===== EXTRACTED TEXT
Underperforming vs. Over-Forecasting: A Case Study
A good place to start exploring this issue is with a recent case involving an information security software company. When the company’s CEO announced the coming year’s forecast in Q4, the Revenue Operations teams took it at face value. The CRO mapped out a plan, and everyone was off to the races.
The Sales and Marketing teams were able to deliver expected growth numbers quarter after quarter – but they were one quarter delayed compared to the CEOs original Q4 forecast – and by the end of the year, they had fallen short of the CEO’s projection. Instead of rewarding the best quarter-to-quarter revenue growth the company had experienced in its history, despite the one quarter delay, finger-pointing ensued as the board looked for someone upon whom to hang the failure. In this case, that person ended up not the CEO but the Head of Sales. That VP lost their job – only to be replaced by someone far less competent, who led the team head-first into a series of losing years before being let go later, as well. When all was said and done, the company had gone through multiple executives, experienced turnover in the sales and marketing ranks due to a culture that had become unpleasantly political and failed to create any real value for the investors: Seven years later they were sold at a lower valuation than at the time when the CEO had made that original, fateful forecast.
==========
===== LISTED RECORDS
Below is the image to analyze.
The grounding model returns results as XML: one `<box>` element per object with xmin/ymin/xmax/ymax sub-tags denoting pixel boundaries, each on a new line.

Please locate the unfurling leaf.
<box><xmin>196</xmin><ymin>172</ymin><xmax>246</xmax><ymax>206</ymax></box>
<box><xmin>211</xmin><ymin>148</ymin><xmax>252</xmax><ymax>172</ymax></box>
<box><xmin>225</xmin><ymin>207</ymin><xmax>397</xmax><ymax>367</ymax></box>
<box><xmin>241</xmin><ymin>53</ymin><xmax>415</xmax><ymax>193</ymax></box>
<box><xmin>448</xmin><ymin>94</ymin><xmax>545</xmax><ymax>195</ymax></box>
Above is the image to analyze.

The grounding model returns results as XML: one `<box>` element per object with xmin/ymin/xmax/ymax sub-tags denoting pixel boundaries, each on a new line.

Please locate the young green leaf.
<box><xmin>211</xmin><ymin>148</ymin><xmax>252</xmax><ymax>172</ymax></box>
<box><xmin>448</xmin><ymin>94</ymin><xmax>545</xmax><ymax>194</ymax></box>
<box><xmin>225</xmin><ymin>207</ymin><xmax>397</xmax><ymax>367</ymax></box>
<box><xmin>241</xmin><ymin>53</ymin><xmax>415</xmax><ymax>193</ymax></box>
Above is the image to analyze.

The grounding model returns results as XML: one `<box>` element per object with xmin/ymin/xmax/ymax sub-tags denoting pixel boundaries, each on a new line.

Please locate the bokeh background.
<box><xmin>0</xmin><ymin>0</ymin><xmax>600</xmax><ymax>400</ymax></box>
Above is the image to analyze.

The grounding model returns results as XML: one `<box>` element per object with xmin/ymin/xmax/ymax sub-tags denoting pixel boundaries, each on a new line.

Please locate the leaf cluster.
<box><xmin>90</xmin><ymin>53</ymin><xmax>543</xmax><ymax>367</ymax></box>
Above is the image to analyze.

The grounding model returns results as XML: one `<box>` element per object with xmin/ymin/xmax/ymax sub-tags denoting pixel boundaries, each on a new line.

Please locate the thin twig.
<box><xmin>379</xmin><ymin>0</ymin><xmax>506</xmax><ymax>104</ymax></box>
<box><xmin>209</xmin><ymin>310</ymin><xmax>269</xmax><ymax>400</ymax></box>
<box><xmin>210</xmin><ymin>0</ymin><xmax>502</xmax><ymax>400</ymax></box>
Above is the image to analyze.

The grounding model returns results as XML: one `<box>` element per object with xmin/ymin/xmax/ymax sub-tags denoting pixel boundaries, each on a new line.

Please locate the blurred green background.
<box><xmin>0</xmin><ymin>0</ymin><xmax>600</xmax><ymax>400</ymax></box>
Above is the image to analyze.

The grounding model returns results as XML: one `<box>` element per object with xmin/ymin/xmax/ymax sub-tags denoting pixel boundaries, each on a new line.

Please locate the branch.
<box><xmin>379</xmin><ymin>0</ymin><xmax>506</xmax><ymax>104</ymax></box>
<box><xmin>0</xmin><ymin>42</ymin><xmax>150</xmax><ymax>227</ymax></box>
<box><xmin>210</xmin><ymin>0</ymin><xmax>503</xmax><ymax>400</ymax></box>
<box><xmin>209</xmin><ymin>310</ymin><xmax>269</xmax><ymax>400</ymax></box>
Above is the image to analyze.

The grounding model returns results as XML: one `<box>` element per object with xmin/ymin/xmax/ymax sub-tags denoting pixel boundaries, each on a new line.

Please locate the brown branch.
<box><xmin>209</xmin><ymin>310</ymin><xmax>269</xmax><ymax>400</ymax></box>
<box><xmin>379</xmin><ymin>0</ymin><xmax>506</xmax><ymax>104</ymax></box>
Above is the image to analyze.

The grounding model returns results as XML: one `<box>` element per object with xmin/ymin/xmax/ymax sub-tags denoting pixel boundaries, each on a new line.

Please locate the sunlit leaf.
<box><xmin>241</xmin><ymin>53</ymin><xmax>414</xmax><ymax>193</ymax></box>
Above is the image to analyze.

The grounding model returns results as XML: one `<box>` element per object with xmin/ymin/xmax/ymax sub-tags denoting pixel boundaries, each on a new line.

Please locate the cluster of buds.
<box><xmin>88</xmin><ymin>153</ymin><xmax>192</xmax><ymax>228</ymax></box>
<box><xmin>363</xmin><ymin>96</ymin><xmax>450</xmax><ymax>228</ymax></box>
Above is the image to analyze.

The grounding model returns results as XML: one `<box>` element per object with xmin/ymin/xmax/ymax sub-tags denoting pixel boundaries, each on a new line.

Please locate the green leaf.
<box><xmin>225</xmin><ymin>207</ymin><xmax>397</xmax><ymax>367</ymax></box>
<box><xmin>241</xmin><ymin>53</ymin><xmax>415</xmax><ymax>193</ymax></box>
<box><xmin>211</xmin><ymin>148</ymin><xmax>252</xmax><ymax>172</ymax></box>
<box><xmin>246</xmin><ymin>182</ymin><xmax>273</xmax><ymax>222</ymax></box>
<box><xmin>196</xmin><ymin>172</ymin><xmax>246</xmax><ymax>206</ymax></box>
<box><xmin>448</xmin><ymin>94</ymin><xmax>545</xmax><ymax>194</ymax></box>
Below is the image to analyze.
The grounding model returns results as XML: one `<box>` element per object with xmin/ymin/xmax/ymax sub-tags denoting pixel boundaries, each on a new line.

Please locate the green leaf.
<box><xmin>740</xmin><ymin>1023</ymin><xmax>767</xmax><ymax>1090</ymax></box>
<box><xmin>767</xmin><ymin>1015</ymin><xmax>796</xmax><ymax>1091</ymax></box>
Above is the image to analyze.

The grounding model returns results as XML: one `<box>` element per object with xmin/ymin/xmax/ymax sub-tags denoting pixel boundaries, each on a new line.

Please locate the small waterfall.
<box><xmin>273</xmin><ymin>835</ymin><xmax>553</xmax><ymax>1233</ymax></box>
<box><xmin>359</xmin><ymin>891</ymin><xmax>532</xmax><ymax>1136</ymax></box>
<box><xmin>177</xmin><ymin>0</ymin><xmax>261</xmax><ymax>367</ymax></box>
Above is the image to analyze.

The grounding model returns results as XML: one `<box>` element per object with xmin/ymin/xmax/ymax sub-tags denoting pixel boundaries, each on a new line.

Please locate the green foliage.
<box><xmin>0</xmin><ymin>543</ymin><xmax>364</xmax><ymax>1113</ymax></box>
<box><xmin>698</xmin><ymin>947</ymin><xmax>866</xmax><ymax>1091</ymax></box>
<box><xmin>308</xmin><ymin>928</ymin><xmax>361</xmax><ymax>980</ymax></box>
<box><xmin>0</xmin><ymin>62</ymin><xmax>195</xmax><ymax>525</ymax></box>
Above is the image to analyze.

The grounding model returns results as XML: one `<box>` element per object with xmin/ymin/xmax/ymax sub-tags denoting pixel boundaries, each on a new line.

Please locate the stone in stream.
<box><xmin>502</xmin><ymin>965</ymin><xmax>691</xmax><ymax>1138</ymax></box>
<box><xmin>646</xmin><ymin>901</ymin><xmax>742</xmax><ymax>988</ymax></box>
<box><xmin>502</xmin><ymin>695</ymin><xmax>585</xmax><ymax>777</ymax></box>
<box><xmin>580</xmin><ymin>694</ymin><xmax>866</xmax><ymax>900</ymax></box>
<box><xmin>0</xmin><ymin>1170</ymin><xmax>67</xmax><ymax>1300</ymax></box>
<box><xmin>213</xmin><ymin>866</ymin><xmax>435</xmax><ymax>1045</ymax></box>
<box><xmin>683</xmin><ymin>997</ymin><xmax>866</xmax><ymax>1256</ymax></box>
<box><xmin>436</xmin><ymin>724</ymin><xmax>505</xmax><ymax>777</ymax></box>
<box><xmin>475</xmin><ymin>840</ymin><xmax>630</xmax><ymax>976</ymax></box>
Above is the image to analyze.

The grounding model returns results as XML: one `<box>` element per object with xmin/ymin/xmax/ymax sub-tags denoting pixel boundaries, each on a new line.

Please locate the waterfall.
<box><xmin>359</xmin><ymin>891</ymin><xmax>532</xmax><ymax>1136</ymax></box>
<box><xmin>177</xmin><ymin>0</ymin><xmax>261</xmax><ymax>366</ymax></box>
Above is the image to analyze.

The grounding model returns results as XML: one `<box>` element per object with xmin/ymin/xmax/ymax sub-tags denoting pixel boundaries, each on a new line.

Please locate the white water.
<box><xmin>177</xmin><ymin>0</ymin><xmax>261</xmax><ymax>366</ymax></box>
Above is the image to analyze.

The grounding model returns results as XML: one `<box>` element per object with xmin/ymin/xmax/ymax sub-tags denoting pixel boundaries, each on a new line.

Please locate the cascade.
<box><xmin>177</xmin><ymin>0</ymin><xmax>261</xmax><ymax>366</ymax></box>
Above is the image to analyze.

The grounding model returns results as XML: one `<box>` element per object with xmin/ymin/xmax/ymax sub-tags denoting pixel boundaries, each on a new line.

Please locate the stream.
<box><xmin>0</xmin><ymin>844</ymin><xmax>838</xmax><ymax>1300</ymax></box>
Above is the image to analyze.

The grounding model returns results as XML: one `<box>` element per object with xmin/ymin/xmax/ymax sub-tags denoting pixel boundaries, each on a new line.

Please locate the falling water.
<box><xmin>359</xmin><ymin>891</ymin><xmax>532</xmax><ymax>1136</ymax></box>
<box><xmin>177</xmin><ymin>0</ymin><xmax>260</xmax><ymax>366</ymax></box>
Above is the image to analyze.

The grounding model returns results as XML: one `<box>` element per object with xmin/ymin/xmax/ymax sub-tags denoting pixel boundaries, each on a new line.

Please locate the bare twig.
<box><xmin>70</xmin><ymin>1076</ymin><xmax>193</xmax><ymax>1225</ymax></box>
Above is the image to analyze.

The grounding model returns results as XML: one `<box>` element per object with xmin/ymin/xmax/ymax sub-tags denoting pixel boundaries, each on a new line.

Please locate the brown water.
==========
PROMPT:
In the case study, which executive was held responsible and lost their job after the company fell short of the CEO's projection?

RESULT:
The Head of Sales.